### Pointing records
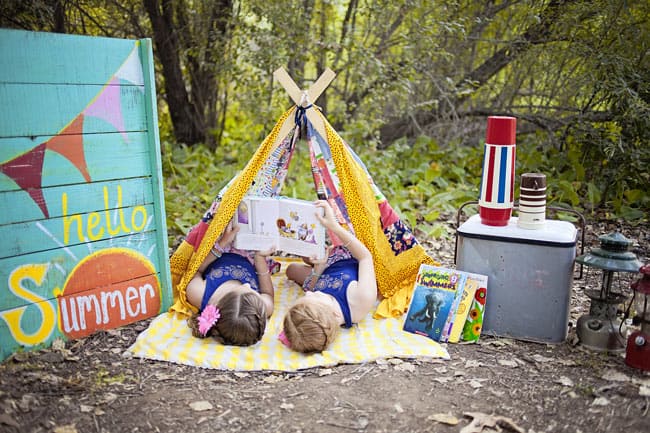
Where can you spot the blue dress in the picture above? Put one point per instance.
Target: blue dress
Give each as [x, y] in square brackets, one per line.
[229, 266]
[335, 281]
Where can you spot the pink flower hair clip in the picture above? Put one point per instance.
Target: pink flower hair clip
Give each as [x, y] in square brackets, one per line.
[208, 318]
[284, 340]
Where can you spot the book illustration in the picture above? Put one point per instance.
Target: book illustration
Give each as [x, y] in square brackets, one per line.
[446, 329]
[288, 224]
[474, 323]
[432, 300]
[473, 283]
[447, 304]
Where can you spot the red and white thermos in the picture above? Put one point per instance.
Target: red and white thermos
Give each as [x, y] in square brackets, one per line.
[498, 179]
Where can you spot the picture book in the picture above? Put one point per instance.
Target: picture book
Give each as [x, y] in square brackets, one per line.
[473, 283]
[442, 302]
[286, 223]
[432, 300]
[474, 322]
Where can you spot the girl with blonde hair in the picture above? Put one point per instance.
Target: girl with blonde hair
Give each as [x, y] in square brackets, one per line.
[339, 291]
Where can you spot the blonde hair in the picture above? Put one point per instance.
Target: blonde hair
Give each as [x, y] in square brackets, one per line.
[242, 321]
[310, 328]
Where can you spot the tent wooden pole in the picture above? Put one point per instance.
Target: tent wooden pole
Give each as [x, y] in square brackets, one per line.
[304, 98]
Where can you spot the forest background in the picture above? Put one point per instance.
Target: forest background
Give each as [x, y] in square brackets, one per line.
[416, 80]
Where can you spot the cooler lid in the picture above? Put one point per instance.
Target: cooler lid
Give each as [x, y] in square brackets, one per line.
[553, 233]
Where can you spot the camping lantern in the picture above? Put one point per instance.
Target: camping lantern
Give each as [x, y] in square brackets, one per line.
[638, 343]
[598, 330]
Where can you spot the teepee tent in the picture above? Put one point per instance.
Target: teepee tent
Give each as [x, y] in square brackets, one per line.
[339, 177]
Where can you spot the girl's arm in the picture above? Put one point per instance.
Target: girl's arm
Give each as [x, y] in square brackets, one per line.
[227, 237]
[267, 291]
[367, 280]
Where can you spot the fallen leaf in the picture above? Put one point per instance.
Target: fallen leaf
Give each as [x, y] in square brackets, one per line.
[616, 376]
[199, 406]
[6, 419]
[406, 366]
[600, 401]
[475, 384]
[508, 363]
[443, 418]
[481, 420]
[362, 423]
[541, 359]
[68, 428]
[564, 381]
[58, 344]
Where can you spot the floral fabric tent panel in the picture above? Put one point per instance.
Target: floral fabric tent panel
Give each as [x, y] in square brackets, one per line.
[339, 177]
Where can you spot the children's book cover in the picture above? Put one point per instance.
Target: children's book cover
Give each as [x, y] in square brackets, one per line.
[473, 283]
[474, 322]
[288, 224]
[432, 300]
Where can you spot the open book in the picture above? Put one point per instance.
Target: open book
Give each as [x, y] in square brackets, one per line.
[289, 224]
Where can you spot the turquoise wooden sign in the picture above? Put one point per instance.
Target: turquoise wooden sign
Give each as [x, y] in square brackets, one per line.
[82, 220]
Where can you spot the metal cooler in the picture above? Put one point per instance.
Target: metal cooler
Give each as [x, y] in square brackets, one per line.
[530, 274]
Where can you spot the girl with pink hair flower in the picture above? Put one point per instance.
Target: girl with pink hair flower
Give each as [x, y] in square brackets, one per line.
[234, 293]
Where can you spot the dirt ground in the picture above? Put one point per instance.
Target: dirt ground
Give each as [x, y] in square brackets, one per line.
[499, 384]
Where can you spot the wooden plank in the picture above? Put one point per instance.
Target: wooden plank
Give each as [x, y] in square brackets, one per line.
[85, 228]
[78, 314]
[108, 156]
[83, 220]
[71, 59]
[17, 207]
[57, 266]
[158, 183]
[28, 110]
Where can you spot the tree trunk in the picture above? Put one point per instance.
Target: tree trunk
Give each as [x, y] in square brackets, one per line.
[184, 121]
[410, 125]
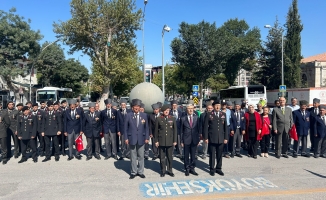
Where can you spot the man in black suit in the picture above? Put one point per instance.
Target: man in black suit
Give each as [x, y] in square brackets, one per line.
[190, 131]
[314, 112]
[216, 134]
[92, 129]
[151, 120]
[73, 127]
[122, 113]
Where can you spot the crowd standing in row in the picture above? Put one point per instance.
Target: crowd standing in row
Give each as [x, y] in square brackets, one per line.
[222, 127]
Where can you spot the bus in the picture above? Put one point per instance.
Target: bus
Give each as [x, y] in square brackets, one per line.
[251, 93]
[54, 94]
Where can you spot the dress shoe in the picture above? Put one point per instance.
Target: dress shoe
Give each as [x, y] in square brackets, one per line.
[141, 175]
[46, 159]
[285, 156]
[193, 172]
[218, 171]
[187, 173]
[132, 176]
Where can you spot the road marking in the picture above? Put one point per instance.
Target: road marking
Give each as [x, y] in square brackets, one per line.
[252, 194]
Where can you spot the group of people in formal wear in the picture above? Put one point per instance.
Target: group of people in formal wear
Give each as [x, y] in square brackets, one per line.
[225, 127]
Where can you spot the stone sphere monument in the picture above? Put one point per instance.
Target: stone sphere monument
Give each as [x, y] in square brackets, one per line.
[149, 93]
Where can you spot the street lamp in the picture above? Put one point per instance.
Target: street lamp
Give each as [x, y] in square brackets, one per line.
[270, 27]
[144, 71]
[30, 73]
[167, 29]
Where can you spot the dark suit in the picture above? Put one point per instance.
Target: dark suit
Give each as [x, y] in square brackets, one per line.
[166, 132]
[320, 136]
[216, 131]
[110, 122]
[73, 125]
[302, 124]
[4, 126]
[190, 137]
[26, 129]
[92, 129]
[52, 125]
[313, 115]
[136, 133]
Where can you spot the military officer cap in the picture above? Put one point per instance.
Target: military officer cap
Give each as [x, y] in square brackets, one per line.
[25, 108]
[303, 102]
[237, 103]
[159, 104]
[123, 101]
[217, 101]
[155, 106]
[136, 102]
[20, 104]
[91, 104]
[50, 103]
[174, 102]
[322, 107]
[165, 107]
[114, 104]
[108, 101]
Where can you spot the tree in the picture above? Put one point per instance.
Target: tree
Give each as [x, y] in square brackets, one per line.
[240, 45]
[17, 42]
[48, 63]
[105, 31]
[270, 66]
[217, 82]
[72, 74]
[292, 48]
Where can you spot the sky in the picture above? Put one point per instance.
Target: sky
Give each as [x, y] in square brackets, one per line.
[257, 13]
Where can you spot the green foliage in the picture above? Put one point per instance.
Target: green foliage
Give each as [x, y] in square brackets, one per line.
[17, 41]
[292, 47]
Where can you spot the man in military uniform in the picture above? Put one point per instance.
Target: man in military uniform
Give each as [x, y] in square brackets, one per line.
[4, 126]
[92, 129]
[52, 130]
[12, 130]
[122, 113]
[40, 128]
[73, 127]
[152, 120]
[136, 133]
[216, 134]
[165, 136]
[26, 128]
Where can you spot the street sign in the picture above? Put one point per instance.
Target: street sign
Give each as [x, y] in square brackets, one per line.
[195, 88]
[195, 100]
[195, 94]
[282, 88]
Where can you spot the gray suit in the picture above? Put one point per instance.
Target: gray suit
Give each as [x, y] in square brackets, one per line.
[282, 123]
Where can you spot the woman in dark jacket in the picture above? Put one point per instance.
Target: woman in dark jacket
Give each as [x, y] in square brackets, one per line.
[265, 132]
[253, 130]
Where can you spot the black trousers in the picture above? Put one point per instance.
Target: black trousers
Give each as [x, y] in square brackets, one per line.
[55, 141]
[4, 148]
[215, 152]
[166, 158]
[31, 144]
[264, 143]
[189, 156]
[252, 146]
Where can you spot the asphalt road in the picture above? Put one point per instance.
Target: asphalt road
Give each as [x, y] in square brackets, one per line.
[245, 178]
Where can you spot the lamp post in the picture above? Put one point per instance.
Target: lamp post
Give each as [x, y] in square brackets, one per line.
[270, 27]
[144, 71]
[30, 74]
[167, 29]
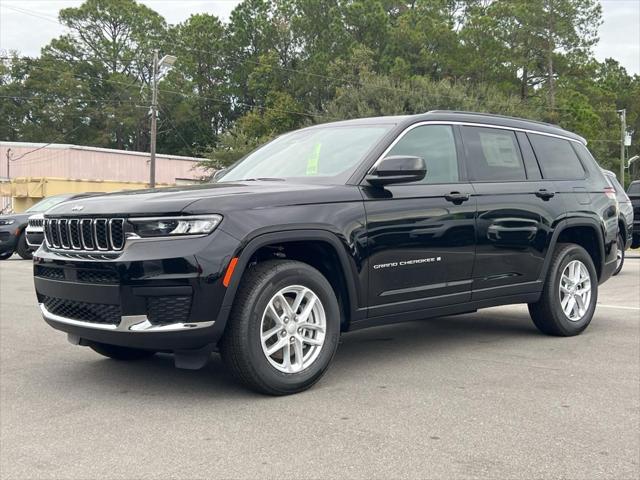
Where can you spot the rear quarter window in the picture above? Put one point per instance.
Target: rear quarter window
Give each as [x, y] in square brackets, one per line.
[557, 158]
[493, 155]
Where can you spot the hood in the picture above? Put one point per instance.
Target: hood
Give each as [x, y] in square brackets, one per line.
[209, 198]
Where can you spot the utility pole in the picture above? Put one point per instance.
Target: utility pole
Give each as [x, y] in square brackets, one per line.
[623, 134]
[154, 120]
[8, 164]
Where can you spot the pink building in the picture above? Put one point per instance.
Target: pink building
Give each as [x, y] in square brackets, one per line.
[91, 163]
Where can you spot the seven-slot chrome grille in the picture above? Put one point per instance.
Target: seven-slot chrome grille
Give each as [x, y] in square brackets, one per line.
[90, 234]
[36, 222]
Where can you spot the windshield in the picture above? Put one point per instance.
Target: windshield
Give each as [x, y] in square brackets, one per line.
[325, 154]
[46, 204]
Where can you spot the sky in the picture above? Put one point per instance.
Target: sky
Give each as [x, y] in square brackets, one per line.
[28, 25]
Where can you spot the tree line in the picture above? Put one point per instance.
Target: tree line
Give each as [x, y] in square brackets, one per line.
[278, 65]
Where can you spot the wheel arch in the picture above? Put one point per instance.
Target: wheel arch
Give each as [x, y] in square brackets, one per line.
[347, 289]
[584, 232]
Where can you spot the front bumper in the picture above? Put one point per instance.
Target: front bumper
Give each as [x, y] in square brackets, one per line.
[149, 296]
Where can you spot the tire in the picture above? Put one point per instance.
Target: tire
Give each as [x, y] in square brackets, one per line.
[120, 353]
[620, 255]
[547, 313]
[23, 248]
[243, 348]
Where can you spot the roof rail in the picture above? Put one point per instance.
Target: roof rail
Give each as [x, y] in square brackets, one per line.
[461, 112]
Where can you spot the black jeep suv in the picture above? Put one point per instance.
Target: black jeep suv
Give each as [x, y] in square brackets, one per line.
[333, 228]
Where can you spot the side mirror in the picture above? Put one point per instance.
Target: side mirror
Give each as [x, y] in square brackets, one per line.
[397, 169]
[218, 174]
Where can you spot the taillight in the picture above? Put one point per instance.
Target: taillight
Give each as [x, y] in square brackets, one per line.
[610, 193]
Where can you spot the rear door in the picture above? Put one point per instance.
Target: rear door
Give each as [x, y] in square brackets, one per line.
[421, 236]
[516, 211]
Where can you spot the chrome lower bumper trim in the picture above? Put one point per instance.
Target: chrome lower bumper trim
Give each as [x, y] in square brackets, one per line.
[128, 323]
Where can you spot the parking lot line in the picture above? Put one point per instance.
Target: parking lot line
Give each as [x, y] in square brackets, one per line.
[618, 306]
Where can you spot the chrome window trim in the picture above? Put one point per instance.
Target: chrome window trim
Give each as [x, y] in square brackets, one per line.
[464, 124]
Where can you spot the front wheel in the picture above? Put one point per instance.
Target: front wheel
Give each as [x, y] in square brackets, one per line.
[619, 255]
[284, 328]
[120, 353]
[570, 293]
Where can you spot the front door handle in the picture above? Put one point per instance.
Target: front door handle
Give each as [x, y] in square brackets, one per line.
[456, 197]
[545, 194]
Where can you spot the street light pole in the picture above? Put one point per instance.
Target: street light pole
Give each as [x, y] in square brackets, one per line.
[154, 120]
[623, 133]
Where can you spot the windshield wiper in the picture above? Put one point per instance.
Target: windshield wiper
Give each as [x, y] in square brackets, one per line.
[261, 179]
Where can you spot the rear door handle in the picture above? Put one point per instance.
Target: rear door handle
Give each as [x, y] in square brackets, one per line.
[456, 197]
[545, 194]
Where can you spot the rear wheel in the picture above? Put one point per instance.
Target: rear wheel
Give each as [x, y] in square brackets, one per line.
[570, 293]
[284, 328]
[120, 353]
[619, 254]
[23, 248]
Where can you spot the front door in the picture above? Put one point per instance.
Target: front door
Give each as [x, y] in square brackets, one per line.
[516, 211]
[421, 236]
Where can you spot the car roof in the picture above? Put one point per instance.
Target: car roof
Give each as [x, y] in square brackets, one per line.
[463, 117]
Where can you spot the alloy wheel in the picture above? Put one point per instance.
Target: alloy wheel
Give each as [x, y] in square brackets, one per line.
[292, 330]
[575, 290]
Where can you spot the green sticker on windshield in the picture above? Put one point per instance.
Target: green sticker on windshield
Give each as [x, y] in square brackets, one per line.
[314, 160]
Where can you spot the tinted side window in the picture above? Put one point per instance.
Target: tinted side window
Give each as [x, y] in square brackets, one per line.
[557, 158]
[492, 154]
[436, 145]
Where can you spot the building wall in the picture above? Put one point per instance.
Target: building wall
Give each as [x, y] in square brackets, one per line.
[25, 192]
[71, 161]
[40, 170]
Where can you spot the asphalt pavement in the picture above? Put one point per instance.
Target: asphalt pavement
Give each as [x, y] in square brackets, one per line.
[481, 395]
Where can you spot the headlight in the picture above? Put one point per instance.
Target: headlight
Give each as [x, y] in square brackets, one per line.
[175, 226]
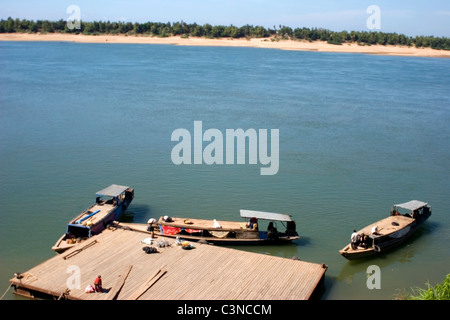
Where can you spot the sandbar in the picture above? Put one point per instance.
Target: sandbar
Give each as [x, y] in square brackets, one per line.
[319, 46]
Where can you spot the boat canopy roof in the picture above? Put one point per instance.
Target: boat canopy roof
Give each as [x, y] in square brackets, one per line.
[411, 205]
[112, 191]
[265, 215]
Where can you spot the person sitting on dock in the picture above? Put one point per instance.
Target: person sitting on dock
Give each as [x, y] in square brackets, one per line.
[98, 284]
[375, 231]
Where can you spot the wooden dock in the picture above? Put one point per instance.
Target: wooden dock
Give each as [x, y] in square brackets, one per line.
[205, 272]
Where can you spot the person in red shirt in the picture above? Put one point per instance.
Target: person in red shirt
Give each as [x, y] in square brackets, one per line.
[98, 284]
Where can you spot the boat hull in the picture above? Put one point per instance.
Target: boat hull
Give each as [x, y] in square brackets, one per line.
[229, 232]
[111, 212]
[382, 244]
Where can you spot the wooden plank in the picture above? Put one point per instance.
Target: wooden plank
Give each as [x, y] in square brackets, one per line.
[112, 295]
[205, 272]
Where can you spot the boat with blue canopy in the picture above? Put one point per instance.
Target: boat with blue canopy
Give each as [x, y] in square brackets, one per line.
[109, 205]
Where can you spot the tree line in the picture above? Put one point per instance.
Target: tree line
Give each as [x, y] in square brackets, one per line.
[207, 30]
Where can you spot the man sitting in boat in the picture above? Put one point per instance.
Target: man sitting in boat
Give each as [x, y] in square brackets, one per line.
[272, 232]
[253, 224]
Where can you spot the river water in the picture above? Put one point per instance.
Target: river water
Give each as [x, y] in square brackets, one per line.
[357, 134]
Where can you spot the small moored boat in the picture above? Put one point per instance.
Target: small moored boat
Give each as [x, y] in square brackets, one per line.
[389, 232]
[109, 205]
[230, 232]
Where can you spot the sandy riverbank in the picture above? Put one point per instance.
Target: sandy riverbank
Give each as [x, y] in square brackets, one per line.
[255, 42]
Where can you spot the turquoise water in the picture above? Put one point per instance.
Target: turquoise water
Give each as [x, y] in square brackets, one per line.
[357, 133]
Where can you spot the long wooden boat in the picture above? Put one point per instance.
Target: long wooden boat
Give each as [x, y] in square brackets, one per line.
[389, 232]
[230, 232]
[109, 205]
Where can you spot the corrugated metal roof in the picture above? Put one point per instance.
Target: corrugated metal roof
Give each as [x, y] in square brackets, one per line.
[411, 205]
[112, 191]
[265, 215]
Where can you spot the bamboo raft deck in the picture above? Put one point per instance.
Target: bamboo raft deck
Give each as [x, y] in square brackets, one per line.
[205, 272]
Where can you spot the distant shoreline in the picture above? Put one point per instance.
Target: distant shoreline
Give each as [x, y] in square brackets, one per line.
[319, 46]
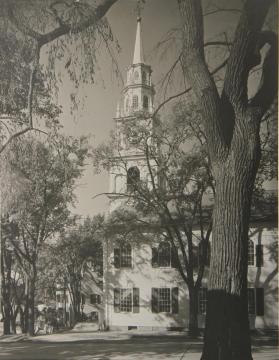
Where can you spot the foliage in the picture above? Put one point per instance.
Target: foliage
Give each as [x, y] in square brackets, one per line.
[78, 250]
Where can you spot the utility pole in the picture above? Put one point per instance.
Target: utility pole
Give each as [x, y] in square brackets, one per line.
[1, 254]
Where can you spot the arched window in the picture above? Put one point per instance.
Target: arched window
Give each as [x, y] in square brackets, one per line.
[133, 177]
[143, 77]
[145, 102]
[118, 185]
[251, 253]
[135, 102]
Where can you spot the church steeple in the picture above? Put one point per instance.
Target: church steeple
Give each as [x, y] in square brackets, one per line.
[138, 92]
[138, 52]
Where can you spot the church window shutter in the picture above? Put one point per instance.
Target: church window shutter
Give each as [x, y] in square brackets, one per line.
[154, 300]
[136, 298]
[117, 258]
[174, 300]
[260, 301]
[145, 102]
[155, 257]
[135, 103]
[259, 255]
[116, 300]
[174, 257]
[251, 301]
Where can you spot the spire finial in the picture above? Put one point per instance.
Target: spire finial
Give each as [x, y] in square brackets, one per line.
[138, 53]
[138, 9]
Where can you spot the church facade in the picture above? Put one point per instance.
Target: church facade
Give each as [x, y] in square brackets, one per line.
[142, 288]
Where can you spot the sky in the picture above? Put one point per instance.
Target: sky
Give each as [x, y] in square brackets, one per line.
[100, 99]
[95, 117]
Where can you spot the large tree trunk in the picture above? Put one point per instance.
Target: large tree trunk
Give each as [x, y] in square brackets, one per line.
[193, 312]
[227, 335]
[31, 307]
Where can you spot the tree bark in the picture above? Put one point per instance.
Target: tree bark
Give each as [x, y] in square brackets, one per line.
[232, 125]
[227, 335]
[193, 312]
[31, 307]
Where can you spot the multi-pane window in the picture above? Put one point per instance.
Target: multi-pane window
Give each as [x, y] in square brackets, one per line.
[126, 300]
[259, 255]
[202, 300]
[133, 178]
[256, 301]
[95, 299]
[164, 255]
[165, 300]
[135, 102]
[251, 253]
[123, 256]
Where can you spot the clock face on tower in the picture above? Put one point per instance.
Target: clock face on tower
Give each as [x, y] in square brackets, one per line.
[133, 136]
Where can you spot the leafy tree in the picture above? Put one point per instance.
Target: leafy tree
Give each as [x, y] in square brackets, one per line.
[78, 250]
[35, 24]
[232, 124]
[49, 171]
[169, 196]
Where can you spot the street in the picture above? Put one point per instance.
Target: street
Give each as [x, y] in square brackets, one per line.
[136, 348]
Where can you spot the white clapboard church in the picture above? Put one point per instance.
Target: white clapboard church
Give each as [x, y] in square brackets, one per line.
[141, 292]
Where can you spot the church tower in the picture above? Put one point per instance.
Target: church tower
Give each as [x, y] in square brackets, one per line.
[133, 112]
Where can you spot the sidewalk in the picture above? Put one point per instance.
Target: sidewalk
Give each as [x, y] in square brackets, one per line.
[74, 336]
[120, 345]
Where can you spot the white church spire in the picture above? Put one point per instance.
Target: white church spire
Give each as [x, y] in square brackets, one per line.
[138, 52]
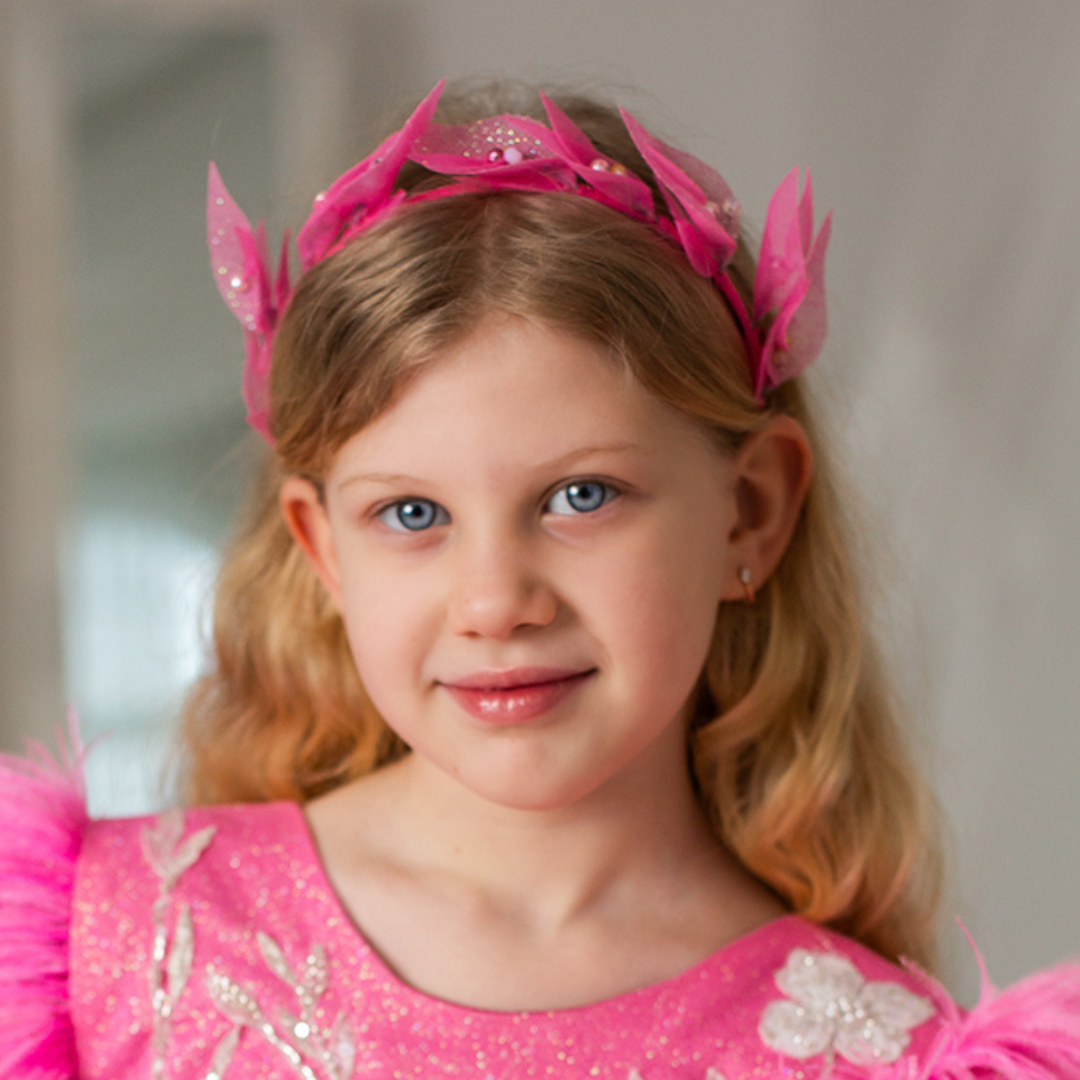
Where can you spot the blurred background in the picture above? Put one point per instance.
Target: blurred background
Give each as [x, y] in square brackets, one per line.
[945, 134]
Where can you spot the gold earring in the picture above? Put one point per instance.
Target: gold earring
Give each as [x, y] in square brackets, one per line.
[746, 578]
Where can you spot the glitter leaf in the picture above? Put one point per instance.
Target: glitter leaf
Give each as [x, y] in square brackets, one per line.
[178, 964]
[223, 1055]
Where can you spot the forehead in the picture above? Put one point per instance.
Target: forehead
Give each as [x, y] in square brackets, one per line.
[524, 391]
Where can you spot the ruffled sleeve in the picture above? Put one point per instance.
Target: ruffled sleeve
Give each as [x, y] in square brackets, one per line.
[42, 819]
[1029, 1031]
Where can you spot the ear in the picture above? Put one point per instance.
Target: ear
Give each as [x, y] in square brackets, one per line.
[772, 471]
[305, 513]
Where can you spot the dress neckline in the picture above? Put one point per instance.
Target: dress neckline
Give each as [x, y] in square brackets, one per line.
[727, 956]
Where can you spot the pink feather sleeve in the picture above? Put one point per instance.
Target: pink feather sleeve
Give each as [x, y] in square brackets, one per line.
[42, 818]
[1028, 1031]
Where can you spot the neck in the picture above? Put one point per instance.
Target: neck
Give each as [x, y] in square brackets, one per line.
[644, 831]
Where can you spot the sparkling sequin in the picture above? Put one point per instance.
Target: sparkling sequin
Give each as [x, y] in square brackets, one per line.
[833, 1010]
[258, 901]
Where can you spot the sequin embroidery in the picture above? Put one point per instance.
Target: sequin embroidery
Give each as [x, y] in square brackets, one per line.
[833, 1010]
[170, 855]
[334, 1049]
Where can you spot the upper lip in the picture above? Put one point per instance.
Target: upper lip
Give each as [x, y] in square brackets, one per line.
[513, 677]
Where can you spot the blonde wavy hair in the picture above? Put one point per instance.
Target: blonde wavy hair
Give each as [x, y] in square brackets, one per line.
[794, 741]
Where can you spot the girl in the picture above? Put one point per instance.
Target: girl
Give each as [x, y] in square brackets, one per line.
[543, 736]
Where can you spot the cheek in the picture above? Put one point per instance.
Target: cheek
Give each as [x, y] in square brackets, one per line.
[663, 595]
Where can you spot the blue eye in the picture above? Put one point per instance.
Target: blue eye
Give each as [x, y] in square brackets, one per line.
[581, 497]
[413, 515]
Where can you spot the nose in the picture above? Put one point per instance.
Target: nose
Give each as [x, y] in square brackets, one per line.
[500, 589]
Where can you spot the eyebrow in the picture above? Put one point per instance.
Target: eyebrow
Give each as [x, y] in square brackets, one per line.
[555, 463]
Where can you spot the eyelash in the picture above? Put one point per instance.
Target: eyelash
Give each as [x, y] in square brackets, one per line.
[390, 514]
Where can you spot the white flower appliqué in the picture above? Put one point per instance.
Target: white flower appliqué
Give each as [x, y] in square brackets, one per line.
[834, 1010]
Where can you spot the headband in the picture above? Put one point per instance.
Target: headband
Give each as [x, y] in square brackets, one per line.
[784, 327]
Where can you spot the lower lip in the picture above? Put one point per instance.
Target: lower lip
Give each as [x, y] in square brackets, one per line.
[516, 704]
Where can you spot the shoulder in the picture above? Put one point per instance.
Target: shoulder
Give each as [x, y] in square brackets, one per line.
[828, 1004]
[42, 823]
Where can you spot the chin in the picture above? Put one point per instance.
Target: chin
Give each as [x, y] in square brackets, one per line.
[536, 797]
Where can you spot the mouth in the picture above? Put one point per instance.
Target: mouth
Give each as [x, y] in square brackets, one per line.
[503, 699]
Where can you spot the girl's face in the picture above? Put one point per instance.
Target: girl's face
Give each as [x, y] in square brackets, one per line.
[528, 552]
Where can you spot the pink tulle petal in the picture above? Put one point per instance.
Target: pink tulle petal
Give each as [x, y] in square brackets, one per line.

### EXERCISE INSTRUCTIONS
Give back the lines above exactly, from the one with "Where can you spot the chin" through the last line.

### CORRECT ANSWER
Where can you spot the chin in the picture above? Put one point per instance.
Target: chin
Give each as [x, y] in square brackets, one per line.
[536, 797]
Where can you spot the mouth in the picture above? Put one point per instance.
Target: mouth
Give each as [x, y] in square brackets, one per line.
[503, 699]
Where can you spot the girl's face in the picture above? Put one point per instance.
Target: girl's face
Give each as [x, y] in square brackets, one per line.
[528, 552]
Where can you spot the pink tulle petal in the picture above? Put one point per instance.
Target: pink tulle petal
Give each as [x, y] in square brackets, one per line.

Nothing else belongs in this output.